=== Goal ===
Find every line in the listing below that contains the word "Dataset" with the same capitalization, and copy each of those lines.

=== Collected data entries ===
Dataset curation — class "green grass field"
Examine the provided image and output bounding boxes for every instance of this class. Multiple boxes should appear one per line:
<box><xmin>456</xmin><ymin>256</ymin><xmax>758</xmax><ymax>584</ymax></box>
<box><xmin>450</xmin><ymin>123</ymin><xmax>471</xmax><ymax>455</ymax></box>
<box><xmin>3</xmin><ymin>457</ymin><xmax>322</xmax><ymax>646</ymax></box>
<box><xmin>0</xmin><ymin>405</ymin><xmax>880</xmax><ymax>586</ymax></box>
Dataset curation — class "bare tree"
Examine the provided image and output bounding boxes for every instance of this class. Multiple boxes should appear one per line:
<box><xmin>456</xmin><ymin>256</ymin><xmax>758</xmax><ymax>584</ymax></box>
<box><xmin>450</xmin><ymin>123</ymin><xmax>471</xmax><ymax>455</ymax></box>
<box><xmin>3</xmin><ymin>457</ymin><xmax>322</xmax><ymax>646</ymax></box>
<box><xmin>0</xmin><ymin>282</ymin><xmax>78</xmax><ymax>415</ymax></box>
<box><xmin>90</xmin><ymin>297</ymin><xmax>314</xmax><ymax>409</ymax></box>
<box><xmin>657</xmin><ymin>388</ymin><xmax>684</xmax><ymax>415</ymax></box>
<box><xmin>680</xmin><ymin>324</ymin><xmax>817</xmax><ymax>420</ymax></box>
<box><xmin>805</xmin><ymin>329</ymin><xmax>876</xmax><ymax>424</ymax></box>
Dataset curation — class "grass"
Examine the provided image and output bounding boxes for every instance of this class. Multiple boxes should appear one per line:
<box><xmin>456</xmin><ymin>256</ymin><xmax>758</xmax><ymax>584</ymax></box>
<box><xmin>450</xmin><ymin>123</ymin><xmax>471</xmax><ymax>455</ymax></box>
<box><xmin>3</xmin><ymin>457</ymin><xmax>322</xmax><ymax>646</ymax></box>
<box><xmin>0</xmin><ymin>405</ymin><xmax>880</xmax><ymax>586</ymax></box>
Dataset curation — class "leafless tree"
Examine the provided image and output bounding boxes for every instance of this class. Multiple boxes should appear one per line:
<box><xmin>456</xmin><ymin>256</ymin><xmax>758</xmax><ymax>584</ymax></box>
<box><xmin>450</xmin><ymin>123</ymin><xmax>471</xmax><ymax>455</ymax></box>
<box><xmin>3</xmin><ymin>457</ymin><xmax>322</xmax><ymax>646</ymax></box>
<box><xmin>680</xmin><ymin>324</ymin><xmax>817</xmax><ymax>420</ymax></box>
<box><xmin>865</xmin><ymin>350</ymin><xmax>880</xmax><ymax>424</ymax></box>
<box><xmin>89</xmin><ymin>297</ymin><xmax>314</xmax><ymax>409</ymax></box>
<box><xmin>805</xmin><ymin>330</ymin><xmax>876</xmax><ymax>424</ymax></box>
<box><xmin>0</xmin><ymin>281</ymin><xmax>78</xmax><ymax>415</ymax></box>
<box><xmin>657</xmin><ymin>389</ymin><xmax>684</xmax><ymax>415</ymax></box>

=== Solved problem ===
Dataset curation — class "green grass field"
Dataset curation — class "bare tree"
Dataset curation — class "grass"
Dataset curation — class "leafless tree"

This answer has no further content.